# TASK DESCRIPTION
Your answer must be every line of the data that holds the string "woman".

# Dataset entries
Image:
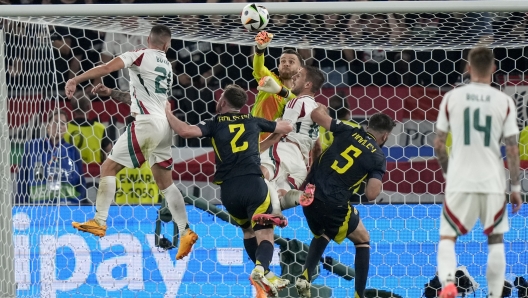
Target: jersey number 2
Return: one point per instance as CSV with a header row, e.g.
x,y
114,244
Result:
x,y
160,78
486,129
349,158
239,129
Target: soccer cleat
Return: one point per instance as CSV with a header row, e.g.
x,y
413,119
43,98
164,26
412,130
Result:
x,y
303,287
186,243
279,283
449,291
91,227
307,196
262,284
270,219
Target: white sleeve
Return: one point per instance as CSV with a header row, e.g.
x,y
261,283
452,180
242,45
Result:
x,y
130,57
442,123
293,110
510,124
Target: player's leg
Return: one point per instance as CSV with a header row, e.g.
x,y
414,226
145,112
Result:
x,y
161,165
361,239
494,218
315,216
459,215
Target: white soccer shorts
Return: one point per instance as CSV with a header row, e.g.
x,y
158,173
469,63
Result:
x,y
285,162
461,211
149,137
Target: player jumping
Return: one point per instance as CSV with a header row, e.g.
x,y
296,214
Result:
x,y
243,191
285,164
354,156
478,116
149,137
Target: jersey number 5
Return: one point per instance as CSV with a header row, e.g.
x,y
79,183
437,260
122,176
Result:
x,y
238,129
349,158
486,129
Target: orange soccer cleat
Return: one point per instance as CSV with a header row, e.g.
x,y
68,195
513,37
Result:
x,y
186,243
308,195
449,291
91,227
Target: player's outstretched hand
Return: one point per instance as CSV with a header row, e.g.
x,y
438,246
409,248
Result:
x,y
263,39
516,201
70,88
168,108
101,90
269,85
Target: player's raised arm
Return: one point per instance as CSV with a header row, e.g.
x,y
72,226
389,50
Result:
x,y
96,72
320,116
183,129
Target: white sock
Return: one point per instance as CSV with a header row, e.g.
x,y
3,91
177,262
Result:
x,y
496,271
291,199
176,206
274,197
105,197
446,260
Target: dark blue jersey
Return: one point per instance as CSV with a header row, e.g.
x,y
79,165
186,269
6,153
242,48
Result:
x,y
353,157
235,139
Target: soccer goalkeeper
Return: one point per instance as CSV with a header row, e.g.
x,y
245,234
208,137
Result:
x,y
272,98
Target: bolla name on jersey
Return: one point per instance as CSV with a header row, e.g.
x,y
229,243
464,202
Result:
x,y
160,60
475,97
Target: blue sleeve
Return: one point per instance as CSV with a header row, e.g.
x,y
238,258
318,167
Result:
x,y
81,187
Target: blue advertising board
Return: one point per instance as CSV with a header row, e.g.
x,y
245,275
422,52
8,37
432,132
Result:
x,y
54,260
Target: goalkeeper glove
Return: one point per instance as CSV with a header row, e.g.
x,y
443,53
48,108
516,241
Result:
x,y
262,39
269,85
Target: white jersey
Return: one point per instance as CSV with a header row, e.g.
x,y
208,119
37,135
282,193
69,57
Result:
x,y
305,132
478,116
150,80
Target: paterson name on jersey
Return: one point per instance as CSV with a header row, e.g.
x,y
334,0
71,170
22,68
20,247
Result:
x,y
150,80
478,117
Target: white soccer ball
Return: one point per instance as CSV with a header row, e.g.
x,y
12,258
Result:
x,y
254,18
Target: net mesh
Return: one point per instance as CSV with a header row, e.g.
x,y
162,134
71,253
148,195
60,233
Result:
x,y
397,64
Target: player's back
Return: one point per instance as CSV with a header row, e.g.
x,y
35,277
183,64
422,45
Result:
x,y
235,139
305,131
150,80
476,114
346,163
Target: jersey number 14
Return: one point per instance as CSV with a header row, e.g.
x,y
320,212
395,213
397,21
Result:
x,y
486,128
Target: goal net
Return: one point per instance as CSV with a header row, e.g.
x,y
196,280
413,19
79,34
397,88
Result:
x,y
399,63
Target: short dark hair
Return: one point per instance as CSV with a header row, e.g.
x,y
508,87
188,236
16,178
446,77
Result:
x,y
481,60
235,96
81,105
381,123
56,112
294,52
160,34
315,76
338,105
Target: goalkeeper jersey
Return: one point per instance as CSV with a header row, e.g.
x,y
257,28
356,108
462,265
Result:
x,y
150,80
268,106
478,116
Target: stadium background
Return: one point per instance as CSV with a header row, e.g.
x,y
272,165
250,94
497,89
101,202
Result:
x,y
403,232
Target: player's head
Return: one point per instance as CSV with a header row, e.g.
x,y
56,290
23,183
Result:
x,y
481,63
308,80
233,98
289,64
57,124
338,107
380,125
81,106
160,37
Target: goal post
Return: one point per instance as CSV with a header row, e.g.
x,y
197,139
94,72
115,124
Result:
x,y
396,57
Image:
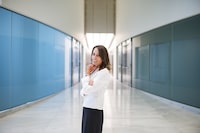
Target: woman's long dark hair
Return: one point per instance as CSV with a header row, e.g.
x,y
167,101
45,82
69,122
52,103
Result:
x,y
103,53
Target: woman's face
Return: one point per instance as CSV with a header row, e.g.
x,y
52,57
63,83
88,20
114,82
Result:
x,y
96,59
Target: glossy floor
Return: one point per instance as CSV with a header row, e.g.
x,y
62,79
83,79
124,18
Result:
x,y
127,110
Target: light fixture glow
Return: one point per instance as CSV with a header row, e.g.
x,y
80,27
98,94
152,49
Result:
x,y
99,39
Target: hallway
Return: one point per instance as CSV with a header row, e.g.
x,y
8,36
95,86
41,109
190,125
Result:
x,y
127,110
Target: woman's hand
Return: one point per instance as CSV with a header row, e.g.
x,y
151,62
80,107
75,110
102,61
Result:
x,y
90,69
90,82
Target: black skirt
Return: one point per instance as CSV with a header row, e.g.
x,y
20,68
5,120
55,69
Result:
x,y
92,121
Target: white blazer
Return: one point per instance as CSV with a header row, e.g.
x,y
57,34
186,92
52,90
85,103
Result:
x,y
94,95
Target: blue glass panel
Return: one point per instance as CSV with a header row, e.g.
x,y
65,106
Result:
x,y
24,55
5,58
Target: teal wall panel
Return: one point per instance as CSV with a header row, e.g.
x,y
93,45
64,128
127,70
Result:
x,y
167,61
32,57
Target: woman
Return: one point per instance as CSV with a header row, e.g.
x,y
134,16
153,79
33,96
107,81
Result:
x,y
94,84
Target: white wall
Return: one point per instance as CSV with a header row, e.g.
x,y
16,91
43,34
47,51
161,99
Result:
x,y
65,15
134,17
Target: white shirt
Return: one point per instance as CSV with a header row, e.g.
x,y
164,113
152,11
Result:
x,y
94,95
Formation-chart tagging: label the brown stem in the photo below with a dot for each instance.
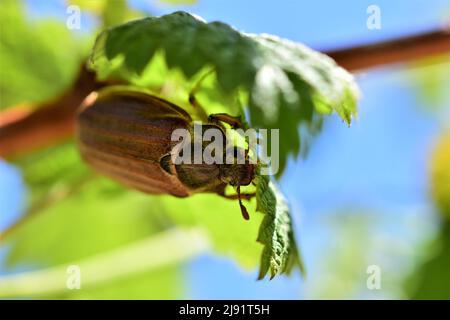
(22, 132)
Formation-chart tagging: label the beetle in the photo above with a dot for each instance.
(126, 135)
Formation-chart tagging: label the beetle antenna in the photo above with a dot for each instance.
(244, 211)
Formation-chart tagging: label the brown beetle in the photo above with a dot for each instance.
(126, 135)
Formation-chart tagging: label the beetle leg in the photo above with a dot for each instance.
(244, 211)
(245, 196)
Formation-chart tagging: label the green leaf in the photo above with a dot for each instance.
(286, 85)
(280, 253)
(38, 59)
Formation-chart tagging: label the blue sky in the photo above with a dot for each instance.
(379, 164)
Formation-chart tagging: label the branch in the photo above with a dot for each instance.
(393, 51)
(167, 248)
(23, 132)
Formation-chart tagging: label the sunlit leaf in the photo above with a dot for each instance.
(281, 79)
(280, 253)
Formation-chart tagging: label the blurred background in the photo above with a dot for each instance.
(376, 193)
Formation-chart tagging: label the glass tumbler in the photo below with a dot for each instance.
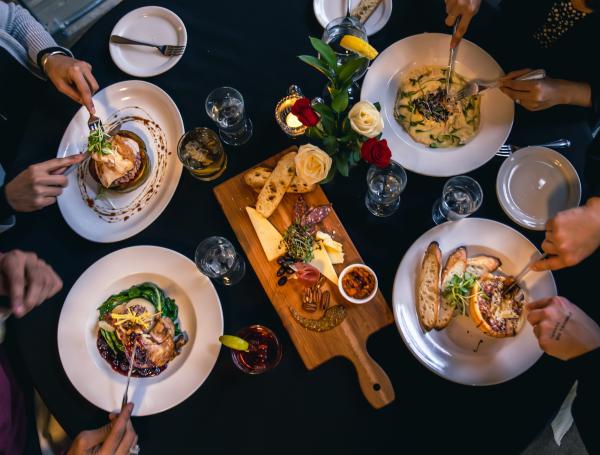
(225, 106)
(202, 154)
(384, 186)
(217, 258)
(461, 197)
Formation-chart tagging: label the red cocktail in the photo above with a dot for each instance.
(264, 350)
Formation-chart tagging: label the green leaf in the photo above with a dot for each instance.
(318, 65)
(342, 165)
(348, 69)
(325, 51)
(339, 103)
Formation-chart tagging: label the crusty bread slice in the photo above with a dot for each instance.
(276, 185)
(428, 287)
(455, 265)
(482, 265)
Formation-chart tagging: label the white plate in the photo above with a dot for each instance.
(497, 110)
(150, 24)
(158, 123)
(534, 184)
(328, 10)
(450, 352)
(200, 316)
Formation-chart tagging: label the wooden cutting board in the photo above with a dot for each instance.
(349, 339)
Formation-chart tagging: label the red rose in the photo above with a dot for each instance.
(376, 152)
(305, 113)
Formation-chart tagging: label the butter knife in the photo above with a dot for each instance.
(524, 272)
(452, 58)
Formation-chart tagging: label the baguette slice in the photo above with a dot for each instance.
(455, 265)
(276, 185)
(482, 265)
(257, 177)
(428, 287)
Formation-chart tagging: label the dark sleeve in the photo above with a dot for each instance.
(586, 408)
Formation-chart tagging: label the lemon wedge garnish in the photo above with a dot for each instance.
(233, 342)
(359, 46)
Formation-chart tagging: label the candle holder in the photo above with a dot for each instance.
(288, 122)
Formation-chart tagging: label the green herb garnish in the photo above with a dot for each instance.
(98, 142)
(299, 242)
(458, 291)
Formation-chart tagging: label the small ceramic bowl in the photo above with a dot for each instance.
(343, 291)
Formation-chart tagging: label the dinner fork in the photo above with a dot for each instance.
(477, 86)
(507, 149)
(165, 49)
(124, 401)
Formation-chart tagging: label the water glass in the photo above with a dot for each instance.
(202, 154)
(461, 197)
(384, 186)
(217, 258)
(225, 106)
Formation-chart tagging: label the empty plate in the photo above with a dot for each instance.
(150, 24)
(328, 10)
(534, 184)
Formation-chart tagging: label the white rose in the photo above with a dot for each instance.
(312, 164)
(365, 119)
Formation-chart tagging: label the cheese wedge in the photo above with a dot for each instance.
(334, 249)
(322, 262)
(270, 239)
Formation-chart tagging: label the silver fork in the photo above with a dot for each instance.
(477, 86)
(165, 49)
(508, 149)
(125, 400)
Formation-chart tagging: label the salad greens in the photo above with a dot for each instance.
(98, 142)
(149, 291)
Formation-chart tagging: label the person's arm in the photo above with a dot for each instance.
(29, 33)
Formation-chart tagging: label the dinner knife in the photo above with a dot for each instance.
(452, 58)
(524, 272)
(131, 359)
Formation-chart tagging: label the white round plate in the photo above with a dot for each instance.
(200, 316)
(150, 24)
(457, 353)
(534, 184)
(497, 110)
(328, 10)
(148, 111)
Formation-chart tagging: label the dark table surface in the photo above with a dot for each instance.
(253, 47)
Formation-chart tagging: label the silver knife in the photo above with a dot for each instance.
(131, 359)
(452, 58)
(524, 272)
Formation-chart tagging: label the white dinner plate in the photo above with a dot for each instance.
(461, 353)
(150, 24)
(534, 184)
(200, 315)
(497, 110)
(148, 111)
(328, 10)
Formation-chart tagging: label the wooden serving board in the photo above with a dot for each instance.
(349, 339)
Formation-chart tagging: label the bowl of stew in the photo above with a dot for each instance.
(358, 283)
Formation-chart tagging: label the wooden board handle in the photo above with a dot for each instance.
(374, 382)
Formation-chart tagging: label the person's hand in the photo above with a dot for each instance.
(74, 78)
(26, 280)
(544, 93)
(40, 184)
(563, 330)
(466, 9)
(117, 437)
(571, 236)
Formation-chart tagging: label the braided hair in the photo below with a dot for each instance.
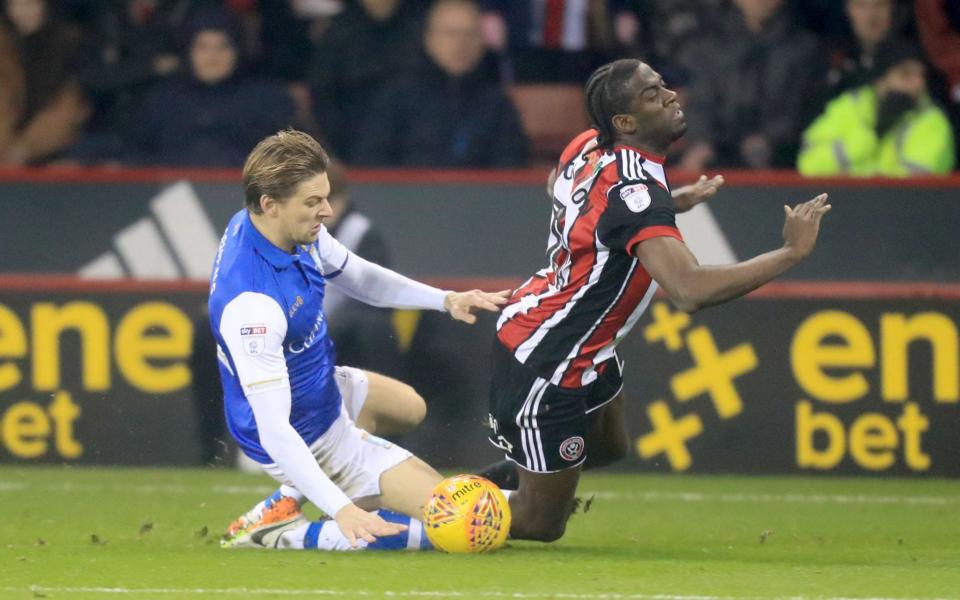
(608, 94)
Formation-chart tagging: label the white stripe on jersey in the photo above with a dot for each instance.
(636, 168)
(526, 348)
(609, 351)
(575, 351)
(520, 306)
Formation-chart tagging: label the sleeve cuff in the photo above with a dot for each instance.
(651, 232)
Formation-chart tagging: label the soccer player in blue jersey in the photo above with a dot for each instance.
(282, 401)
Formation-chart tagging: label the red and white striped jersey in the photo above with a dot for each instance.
(566, 320)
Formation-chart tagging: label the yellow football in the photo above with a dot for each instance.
(467, 513)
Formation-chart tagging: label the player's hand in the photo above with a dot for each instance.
(462, 305)
(358, 524)
(802, 224)
(691, 195)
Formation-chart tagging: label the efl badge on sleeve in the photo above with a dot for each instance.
(254, 339)
(636, 197)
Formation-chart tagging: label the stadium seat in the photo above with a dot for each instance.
(552, 114)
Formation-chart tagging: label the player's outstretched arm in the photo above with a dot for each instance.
(356, 524)
(688, 196)
(463, 305)
(692, 286)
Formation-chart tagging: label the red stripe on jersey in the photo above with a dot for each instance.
(615, 318)
(583, 255)
(651, 232)
(574, 147)
(509, 334)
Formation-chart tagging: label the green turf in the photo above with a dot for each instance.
(643, 536)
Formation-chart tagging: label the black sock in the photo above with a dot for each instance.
(503, 474)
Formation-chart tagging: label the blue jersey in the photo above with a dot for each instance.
(266, 313)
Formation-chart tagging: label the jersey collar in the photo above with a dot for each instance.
(657, 158)
(265, 248)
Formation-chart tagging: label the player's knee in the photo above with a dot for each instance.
(415, 408)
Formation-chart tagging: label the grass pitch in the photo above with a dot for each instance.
(90, 533)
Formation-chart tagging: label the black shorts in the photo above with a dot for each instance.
(543, 427)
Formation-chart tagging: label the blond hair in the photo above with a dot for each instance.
(278, 164)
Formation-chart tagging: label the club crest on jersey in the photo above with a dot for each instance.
(572, 448)
(636, 197)
(253, 338)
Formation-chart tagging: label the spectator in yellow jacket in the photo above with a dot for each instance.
(889, 128)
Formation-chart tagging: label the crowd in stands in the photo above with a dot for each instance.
(829, 87)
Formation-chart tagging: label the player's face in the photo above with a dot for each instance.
(655, 108)
(212, 56)
(301, 215)
(909, 77)
(871, 19)
(454, 40)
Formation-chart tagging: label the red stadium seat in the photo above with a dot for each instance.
(552, 114)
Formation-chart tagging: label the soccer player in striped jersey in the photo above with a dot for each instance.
(556, 400)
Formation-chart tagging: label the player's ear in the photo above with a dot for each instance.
(267, 204)
(625, 123)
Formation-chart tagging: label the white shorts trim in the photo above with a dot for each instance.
(354, 388)
(352, 458)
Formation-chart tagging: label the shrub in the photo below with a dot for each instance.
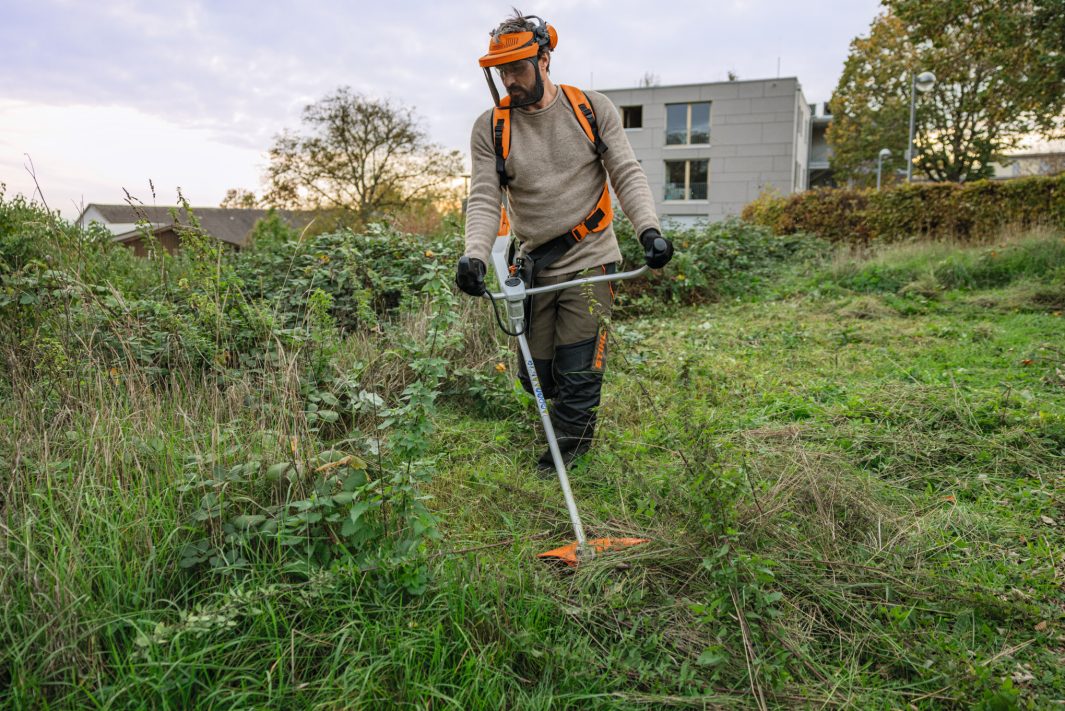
(714, 260)
(964, 212)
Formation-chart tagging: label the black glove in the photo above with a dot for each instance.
(470, 276)
(657, 250)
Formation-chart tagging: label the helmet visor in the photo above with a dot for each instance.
(519, 80)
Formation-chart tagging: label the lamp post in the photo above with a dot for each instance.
(923, 83)
(880, 163)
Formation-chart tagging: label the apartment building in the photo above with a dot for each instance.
(708, 149)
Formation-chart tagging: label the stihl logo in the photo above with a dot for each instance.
(600, 350)
(541, 402)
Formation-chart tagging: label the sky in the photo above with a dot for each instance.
(98, 98)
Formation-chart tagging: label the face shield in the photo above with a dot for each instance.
(511, 67)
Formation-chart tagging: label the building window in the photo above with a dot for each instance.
(632, 117)
(687, 180)
(687, 123)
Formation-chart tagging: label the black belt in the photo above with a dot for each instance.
(553, 250)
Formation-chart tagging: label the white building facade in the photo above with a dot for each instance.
(709, 149)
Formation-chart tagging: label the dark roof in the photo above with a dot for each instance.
(230, 225)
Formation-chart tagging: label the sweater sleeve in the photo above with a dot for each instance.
(627, 179)
(484, 203)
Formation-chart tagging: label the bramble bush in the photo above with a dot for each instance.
(966, 212)
(713, 261)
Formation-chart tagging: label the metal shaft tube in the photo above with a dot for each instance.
(556, 456)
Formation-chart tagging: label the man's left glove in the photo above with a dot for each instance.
(657, 250)
(470, 276)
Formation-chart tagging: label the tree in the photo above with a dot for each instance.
(238, 197)
(361, 156)
(990, 92)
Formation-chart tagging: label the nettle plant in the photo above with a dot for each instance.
(358, 503)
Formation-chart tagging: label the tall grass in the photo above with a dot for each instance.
(847, 507)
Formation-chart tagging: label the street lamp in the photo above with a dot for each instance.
(884, 153)
(923, 83)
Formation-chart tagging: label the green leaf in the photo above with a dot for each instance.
(247, 521)
(275, 472)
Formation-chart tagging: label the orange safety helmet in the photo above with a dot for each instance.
(514, 47)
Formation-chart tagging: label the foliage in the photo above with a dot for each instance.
(238, 197)
(1022, 44)
(967, 212)
(993, 88)
(849, 478)
(711, 260)
(360, 155)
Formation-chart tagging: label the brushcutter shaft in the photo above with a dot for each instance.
(570, 284)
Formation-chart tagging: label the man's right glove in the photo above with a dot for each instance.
(657, 250)
(470, 276)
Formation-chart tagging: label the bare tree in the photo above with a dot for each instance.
(357, 154)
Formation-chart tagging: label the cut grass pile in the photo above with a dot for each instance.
(852, 490)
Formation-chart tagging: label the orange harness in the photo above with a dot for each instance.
(601, 215)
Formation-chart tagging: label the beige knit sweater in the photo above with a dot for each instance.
(556, 179)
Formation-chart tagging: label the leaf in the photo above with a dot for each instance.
(275, 472)
(710, 657)
(358, 510)
(247, 521)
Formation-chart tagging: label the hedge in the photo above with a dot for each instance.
(956, 211)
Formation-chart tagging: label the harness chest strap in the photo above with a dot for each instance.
(601, 215)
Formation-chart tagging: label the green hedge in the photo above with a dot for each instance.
(959, 211)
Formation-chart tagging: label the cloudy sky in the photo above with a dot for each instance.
(113, 94)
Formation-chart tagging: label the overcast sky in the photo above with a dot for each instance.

# REPLY TO THE EXERCISE
Target: woman's long dark hair
Target: woman's face
Target: woman's hand
Target: woman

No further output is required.